• [ASSIGNMENT]
In the records below, some lines hold the word "walkway". Copy each of those lines.

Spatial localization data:
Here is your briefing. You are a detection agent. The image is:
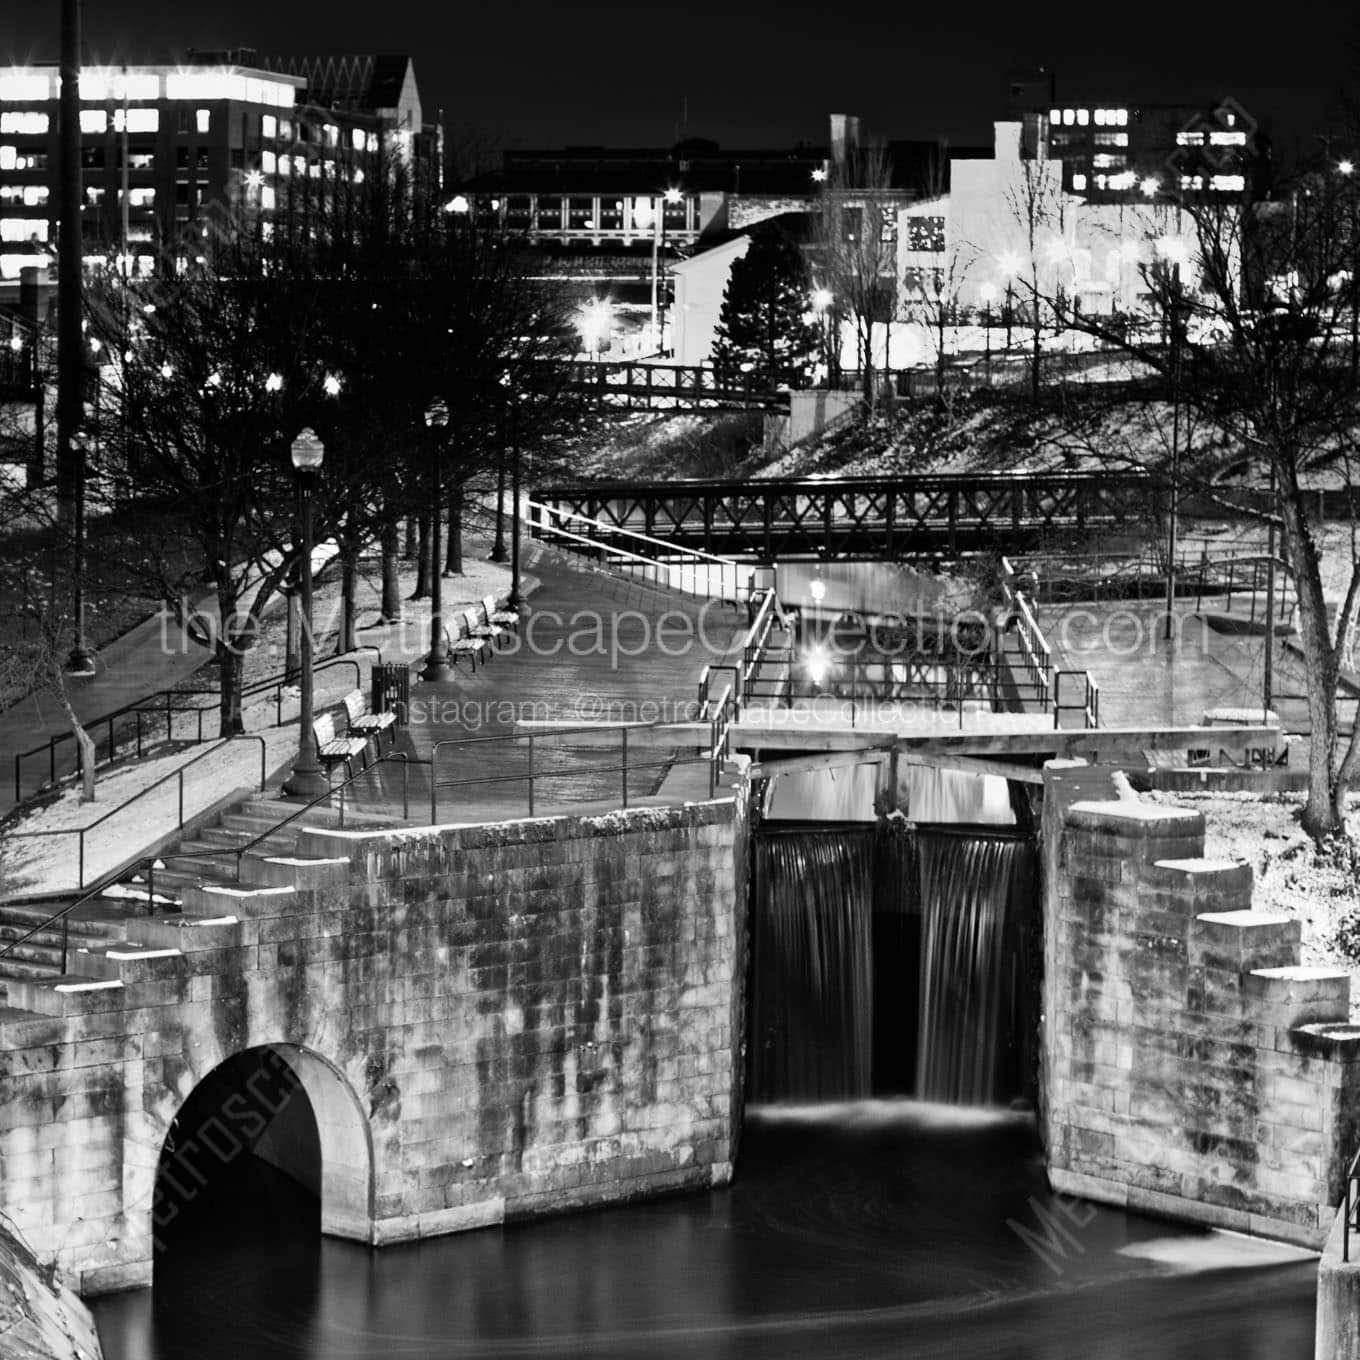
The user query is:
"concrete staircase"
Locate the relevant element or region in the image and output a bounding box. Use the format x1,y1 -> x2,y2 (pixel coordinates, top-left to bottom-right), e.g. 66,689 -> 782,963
0,792 -> 409,997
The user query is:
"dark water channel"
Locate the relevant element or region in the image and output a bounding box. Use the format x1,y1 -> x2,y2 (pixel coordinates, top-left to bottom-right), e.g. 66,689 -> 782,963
91,1101 -> 1317,1360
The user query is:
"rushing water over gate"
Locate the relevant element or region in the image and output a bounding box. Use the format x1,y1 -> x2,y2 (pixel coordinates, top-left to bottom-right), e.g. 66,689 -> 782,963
750,822 -> 1034,1106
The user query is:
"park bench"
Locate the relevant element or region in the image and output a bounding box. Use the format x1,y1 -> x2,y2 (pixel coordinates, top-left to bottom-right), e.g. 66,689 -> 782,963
449,609 -> 492,671
468,595 -> 519,650
485,594 -> 521,634
343,688 -> 397,750
312,711 -> 370,779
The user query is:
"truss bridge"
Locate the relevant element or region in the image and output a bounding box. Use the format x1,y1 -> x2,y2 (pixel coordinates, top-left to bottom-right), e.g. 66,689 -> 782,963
532,471 -> 1155,561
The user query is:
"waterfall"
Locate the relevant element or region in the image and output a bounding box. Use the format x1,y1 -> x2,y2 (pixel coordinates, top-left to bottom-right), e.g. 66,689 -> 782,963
750,819 -> 1035,1108
914,831 -> 1034,1107
749,829 -> 875,1102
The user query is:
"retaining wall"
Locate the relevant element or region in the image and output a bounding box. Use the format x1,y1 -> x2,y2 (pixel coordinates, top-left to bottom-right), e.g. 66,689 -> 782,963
0,797 -> 747,1294
1042,763 -> 1360,1246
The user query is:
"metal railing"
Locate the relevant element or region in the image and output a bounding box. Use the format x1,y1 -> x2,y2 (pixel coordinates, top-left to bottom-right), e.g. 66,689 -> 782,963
3,736 -> 267,892
1053,670 -> 1102,730
0,751 -> 412,976
12,652 -> 377,804
528,499 -> 753,604
428,709 -> 731,822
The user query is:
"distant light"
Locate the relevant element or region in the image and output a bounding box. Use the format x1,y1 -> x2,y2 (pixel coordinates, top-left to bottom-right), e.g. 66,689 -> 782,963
8,334 -> 22,352
997,250 -> 1022,277
244,170 -> 264,190
1140,176 -> 1160,198
811,287 -> 833,311
811,166 -> 827,182
809,575 -> 827,602
1340,160 -> 1355,177
978,281 -> 998,303
142,303 -> 156,314
445,194 -> 469,214
664,187 -> 683,204
205,370 -> 222,388
88,337 -> 101,353
159,363 -> 174,379
265,372 -> 284,393
323,373 -> 342,396
805,646 -> 829,684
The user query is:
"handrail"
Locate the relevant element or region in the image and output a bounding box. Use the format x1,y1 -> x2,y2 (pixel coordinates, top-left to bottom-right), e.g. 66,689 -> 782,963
535,469 -> 1153,495
528,499 -> 744,604
428,716 -> 728,822
3,736 -> 267,891
0,751 -> 412,974
12,651 -> 380,803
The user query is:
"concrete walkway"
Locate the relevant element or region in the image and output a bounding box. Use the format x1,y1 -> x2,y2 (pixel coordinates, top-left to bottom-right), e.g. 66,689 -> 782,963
349,542 -> 749,826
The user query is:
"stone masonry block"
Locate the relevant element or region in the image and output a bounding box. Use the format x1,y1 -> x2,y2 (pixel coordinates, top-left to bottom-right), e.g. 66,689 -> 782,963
1244,967 -> 1351,1028
1190,911 -> 1301,973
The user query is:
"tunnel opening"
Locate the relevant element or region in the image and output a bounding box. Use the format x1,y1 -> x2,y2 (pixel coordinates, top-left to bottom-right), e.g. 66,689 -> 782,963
152,1045 -> 322,1266
747,815 -> 1037,1107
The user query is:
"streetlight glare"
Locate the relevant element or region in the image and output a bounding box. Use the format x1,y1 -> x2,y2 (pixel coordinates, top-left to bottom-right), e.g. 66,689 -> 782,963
664,187 -> 683,205
445,194 -> 470,213
812,287 -> 833,312
159,362 -> 174,379
997,250 -> 1022,277
323,373 -> 342,396
575,299 -> 613,354
1340,160 -> 1355,177
1141,176 -> 1160,197
265,372 -> 284,393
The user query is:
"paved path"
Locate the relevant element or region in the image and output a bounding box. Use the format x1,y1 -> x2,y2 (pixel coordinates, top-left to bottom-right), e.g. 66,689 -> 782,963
350,543 -> 748,826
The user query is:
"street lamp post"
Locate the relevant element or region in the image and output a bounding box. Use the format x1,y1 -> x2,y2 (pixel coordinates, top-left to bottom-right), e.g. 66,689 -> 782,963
421,399 -> 455,682
978,282 -> 997,383
507,404 -> 523,611
491,376 -> 511,563
282,428 -> 328,799
1341,159 -> 1358,383
1164,262 -> 1184,640
67,429 -> 93,674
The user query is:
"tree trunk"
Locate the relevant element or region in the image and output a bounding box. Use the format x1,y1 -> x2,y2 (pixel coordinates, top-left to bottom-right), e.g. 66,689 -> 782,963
380,517 -> 403,622
1031,311 -> 1042,404
338,541 -> 359,655
217,635 -> 245,737
403,515 -> 417,560
411,510 -> 430,599
50,665 -> 95,802
445,483 -> 463,575
1280,477 -> 1343,839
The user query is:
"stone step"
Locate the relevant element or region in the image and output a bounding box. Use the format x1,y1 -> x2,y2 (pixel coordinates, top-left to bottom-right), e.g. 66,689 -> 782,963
0,904 -> 127,940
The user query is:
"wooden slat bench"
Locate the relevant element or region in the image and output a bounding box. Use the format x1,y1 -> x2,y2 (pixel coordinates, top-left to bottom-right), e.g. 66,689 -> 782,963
449,609 -> 492,671
313,711 -> 370,779
343,688 -> 397,750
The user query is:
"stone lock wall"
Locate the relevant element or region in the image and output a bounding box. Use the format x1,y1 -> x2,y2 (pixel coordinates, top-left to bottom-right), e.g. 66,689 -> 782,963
1042,765 -> 1360,1246
0,798 -> 747,1295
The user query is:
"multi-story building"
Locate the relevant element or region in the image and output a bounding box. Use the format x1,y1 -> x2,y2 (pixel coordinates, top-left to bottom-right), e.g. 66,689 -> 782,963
0,51 -> 431,285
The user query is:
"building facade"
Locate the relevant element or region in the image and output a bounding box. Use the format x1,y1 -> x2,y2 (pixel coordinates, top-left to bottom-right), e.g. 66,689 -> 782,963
0,53 -> 431,283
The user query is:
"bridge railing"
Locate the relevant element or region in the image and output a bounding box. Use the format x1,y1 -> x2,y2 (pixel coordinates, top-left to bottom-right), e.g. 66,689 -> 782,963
534,469 -> 1151,560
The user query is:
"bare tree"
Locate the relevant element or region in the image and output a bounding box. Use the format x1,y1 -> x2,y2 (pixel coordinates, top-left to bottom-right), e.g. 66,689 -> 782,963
815,144 -> 900,403
1001,154 -> 1068,403
1031,170 -> 1360,839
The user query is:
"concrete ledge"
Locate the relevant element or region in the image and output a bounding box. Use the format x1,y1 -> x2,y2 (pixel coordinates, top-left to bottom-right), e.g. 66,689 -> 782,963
241,855 -> 352,890
127,915 -> 245,951
1191,910 -> 1301,971
1289,1023 -> 1360,1058
417,1197 -> 506,1237
1245,968 -> 1352,1028
180,882 -> 296,916
1065,800 -> 1204,836
80,1257 -> 152,1296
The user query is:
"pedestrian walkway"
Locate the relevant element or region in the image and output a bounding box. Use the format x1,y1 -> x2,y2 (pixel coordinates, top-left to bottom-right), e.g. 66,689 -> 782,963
349,544 -> 749,826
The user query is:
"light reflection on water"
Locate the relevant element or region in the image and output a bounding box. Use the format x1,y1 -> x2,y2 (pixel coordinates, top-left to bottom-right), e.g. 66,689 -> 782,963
91,1100 -> 1317,1360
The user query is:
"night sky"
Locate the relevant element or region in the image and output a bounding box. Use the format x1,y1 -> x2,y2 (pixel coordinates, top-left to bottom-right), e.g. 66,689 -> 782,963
4,1 -> 1357,162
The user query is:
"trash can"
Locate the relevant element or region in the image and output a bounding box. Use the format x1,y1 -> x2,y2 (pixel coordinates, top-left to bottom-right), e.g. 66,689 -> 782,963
372,662 -> 411,728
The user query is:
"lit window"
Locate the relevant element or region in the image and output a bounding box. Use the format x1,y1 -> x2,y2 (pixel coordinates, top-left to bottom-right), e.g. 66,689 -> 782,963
279,119 -> 292,139
124,187 -> 155,207
1,250 -> 51,278
0,218 -> 44,241
261,185 -> 275,210
1108,171 -> 1135,191
22,185 -> 47,206
278,153 -> 291,175
1094,174 -> 1107,190
1210,173 -> 1245,192
80,71 -> 159,101
1209,130 -> 1246,146
1077,108 -> 1089,125
1072,173 -> 1087,190
114,107 -> 159,134
0,74 -> 51,103
262,150 -> 276,172
0,146 -> 14,171
1049,108 -> 1060,125
0,112 -> 49,135
1176,130 -> 1204,147
1115,109 -> 1128,126
80,109 -> 107,134
323,124 -> 338,147
196,108 -> 210,134
262,114 -> 277,138
1062,108 -> 1074,126
1094,108 -> 1106,126
1092,153 -> 1125,169
352,128 -> 366,151
1180,174 -> 1205,191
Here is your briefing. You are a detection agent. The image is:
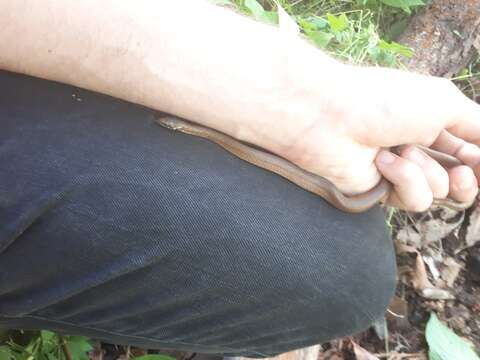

• [TASK RESPONSE]
"concrete walkway"
"pedestrian walkway"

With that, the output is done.